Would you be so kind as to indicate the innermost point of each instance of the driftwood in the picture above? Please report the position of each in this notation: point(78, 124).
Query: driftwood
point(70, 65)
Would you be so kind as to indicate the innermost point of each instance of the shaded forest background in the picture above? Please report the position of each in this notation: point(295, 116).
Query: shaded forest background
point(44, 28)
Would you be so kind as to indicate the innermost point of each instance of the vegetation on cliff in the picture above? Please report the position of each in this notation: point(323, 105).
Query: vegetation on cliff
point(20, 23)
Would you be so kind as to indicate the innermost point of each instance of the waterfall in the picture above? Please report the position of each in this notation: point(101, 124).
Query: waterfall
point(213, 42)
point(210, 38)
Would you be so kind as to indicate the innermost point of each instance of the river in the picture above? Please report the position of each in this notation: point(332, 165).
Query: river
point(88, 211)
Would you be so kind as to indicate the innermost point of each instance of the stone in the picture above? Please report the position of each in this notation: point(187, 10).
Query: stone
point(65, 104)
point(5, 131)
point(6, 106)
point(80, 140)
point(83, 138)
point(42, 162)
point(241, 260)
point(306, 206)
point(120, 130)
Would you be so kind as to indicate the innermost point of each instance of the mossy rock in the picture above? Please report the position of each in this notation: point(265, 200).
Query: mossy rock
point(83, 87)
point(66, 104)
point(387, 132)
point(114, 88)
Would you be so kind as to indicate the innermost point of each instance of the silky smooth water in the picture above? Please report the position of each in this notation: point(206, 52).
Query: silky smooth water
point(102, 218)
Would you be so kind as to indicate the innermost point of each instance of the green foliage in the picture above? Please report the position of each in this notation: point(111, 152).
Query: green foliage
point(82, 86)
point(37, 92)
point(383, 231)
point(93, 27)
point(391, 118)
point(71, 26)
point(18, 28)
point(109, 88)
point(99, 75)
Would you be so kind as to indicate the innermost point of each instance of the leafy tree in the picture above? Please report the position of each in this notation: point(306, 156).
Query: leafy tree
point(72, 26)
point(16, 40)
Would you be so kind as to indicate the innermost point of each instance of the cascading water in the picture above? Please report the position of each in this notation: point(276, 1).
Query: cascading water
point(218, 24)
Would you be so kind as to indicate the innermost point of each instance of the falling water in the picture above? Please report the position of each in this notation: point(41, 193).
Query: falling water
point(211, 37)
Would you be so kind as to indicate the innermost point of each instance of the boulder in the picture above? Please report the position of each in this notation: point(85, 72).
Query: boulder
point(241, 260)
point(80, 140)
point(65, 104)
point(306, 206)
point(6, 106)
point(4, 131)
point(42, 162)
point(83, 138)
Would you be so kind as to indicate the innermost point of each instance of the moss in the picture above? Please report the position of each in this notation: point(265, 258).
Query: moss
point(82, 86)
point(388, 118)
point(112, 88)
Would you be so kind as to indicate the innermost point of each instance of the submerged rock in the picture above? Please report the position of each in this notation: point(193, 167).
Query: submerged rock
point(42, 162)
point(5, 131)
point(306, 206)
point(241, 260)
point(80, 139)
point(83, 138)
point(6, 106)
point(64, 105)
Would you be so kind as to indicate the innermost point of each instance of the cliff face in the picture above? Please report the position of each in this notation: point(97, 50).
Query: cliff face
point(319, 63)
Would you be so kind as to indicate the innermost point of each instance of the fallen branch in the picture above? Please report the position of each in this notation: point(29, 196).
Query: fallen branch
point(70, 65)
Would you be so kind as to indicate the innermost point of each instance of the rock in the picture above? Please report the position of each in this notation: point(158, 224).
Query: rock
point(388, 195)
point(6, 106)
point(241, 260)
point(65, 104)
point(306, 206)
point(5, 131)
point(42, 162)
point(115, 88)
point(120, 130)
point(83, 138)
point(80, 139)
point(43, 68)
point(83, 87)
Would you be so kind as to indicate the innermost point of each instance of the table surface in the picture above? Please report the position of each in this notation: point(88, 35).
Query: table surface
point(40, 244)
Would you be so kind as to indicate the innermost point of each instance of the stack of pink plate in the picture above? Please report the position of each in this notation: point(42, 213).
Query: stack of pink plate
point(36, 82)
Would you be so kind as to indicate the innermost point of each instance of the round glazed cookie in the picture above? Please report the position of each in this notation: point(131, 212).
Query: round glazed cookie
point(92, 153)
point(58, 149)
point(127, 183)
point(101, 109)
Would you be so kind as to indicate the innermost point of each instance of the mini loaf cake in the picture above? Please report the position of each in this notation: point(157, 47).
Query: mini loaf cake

THE REQUEST
Could you reproduce the listing from the line containing "notation: point(131, 212)." through its end, both included and request lines too, with each answer's point coordinates scaled by 1.05 and rounded to whole numbers, halves rounding up? Keep the numbers inside the requests and their notation samples as they are.

OUTPUT OF THE TASK
Would you be so kind as to indicate the innermost point of each instance of the round glazed cookie in the picture above? Please report the position of each in this notation: point(131, 212).
Query: round glazed cookie
point(97, 161)
point(61, 156)
point(133, 192)
point(106, 114)
Would you be so kind as to indicate the innermost point of each instance of the mini loaf cake in the picture above? Please report the position of each in this notation: point(157, 47).
Query: mini loaf cake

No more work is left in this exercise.